▶ [Provided data]:

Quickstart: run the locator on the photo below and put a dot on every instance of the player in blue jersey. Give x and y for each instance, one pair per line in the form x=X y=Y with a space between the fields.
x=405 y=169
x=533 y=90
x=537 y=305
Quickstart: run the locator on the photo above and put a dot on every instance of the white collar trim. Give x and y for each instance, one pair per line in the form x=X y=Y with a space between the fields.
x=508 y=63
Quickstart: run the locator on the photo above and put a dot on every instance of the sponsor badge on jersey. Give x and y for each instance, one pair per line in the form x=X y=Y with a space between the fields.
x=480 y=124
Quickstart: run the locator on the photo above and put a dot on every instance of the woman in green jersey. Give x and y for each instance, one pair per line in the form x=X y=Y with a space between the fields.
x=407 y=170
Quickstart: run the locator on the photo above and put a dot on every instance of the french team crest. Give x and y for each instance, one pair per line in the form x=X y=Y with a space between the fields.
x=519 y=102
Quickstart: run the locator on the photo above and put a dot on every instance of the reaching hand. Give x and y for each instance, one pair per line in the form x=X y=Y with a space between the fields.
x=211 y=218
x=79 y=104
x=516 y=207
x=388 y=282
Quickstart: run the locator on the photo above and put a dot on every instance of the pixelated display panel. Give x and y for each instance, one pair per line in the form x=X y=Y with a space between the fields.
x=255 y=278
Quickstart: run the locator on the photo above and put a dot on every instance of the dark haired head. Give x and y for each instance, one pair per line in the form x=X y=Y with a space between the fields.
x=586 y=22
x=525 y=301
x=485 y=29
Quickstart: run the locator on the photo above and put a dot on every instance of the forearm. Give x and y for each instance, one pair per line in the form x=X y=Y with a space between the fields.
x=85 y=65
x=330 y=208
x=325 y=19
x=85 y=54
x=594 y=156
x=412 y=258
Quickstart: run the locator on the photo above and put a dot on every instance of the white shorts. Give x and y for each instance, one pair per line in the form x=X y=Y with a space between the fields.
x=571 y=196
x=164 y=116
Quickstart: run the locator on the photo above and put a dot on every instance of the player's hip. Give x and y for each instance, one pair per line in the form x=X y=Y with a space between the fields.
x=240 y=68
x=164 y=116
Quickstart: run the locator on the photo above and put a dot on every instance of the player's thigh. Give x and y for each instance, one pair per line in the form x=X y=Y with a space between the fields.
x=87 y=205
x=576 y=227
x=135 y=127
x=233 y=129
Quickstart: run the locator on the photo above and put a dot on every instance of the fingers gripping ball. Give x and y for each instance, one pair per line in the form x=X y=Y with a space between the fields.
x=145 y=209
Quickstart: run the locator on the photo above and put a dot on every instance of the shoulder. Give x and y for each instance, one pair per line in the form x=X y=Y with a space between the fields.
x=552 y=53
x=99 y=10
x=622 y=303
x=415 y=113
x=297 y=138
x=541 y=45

...

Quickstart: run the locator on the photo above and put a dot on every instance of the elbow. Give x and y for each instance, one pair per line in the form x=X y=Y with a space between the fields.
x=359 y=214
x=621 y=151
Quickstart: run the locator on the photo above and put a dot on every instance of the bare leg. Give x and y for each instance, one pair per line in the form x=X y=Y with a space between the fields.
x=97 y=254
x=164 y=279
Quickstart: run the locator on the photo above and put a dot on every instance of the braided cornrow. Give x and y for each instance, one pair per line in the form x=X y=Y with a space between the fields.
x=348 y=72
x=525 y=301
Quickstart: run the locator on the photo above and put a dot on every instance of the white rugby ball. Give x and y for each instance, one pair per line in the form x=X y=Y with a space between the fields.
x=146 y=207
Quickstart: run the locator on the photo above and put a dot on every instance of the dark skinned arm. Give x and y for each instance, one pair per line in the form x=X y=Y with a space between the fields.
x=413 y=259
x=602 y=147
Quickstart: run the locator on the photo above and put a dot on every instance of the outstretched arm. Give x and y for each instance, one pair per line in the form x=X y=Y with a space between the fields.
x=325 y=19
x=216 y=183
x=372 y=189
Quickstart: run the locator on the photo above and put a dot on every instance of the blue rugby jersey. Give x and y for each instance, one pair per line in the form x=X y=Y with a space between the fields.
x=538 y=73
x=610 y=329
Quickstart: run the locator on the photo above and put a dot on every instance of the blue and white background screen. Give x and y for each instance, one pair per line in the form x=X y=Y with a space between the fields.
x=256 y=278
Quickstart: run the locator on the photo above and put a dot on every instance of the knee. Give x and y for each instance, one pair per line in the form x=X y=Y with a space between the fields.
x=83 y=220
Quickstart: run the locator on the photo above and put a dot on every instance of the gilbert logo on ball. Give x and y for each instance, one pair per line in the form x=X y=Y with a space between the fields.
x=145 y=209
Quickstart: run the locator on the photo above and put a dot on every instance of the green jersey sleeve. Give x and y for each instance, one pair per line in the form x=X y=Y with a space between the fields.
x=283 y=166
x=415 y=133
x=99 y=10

==

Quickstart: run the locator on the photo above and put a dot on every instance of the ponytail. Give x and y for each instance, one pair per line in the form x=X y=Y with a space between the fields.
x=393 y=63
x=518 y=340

▶ [Objective]: Update the stretch of the listing from the line containing "Quickstart: run the locator on the photo below" through the line containing "x=388 y=282" by putting "outstretched hand" in place of "reaching hand" and leaving everything else unchanged. Give only those lines.

▶ [Written answer]:
Quickstart: run the locator on the photo below and put a dot on every instance of the player in blue jersey. Give x and y for each instance, one pair per line in the form x=X y=Y with a space between the fields.
x=405 y=169
x=533 y=90
x=537 y=305
Quickstart: run the locator on the photo above and put a dot on every instance of the white collar trim. Give x and y for each instance, one pair per line in the form x=X y=Y with a space between the fields.
x=508 y=63
Quickstart: run the locator on the photo above and put a dot on every instance of the sponsor badge on jersey. Give x and y for each instance, one pair per line in the form x=X y=Y with a space between the fields.
x=480 y=124
Quickstart: run the locator on the photo above and put a dot on every instance of the woman in green jersey. Give x and y for each instance, one pair per line in the form x=X y=Y with a space between the fields.
x=407 y=170
Quickstart: run the locator on the photo above and put a dot on every instance of the french team crest. Give x and y for each instance, one pair per line in the form x=X y=Y with a space between the fields.
x=519 y=102
Quickstart: run the locator on the photo above and put a dot on every instance of the outstretched hand. Give x and y for each instance, one pair per line in the form x=X y=Y with a space between the fields.
x=211 y=218
x=79 y=104
x=516 y=207
x=388 y=282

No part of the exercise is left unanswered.